## Study questions
(A) According to Bethany's pastor in the community news briefs below, why is the church hosting the "We Do Too in 2002" conference? Answer in one to three sentences.
(B) List the four screening procedures that the community news briefs below say Life Line will offer at the Ministry on Sept. 7.

## Study text
^^^^^^^^
The evening will also introduce four screening procedures to be offered by Life Line at the Ministry on Sept. 7. These include screening the carotid arteries in the neck for stroke vulnerability, the aortic vessel in the abdomen for aneurysms, the arteries in the legs for peripheral arterial disease, and a bone density test for osteoporosis. The osteoporosis test is $35; the other three are $40 each.

The Noe Valley Ministry is at 1021 Sanchez Street at 23rd Street. Preregistration for the tests in September is required. To make an appointment for screening, or for more information about June's open informational meeting, call 1-800-407-4557.

Birds! Bugs! Bats!


The group Friends of Glen Canyon Park is putting on Nature Fest 2002, its third annual park extravaganza, Sunday, June 9, from 1 to 7 p.m. There will be slide shows and nature walks guided by experts on birds, bugs, butterflies, and geology. Also included will be children's activities and a barbecue picnic.

"A lady from the Bat Conservancy will show slides, as well as live bats. She's so popular we usually have her do her thing twice during the day," says Jane Conner, of Friends of Glen Canyon Park.

A fundraiser to help with restoration of the canyon, the event costs $20 for adults and $5 for children under 12. To register, call Richard Craib at 648-0862. The center of activity will be near the Silvertree Camp building within Glen Canyon Park, located at Bosworth and Chenery streets.

Who Says 'I Do'?


For many heterosexuals, church bells and wedding bells are one and the same. But for gay couples, sanction by the mainstream church is often out of the question. Now Bethany United Methodist Church is paving the way for "holy unions" of gays and lesbians to be part of the official mix.

On June 7 and 8, Bethany will host "We Do Too in 2002," the first national conference on the United Methodist Church and its attitudes toward gay and lesbian domestic partnerships.

"The United Methodist Church does not allow pastors to perform holy unions, nor for holy unions to be performed in our churches. However, it does support the legal rights of gay and lesbian couples," notes Karen Oliveto, Bethany's pastor. "The conference is our way of pushing the UMC to greater faithfulness towards its gay and lesbian members."
^^^^^^^^
## Records supplied
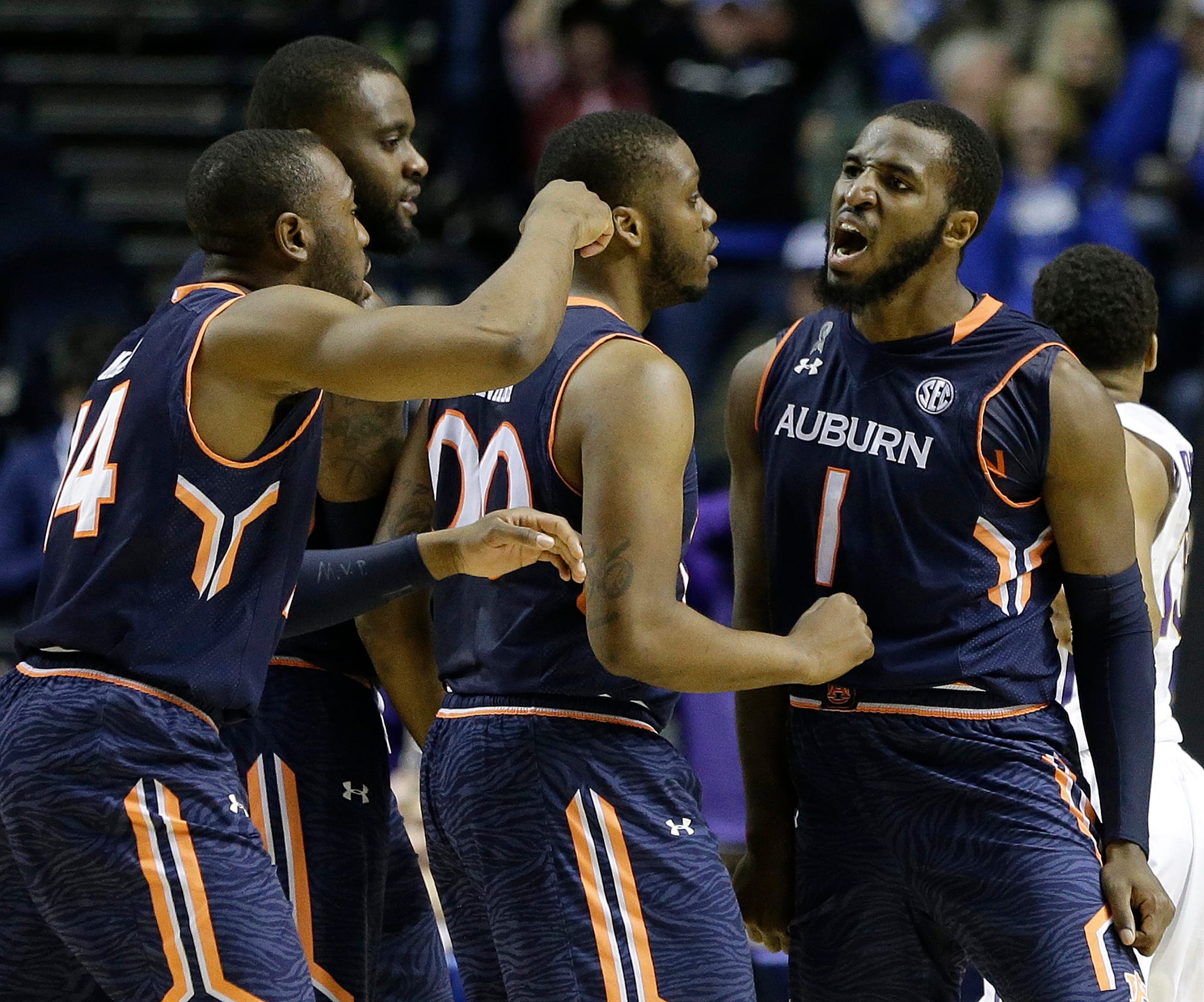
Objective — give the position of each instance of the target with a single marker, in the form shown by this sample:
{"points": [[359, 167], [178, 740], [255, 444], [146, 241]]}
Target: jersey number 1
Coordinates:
{"points": [[91, 479], [828, 540]]}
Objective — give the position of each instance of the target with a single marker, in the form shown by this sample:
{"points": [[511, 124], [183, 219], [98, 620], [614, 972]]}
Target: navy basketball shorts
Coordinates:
{"points": [[129, 864], [926, 840], [317, 770], [573, 860]]}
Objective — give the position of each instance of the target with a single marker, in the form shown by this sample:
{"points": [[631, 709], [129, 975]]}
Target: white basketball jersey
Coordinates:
{"points": [[1168, 564]]}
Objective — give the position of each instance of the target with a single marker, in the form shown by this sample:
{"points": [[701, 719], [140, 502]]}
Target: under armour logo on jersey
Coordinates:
{"points": [[818, 347], [119, 366], [935, 394], [351, 792]]}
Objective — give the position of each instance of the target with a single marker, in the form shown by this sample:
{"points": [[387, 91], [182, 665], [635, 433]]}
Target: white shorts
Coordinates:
{"points": [[1176, 974]]}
^^^^^^^^
## Solved tasks
(A) Karen Oliveto, Bethany's pastor, says the conference is the church's way of pushing the United Methodist Church to greater faithfulness toward its gay and lesbian members. She notes that the church supports the legal rights of gay and lesbian couples but does not allow pastors to perform holy unions.

(B)
- Screening the carotid arteries in the neck for stroke vulnerability
- Screening the aortic vessel in the abdomen for aneurysms
- Screening the arteries in the legs for peripheral arterial disease
- A bone density test for osteoporosis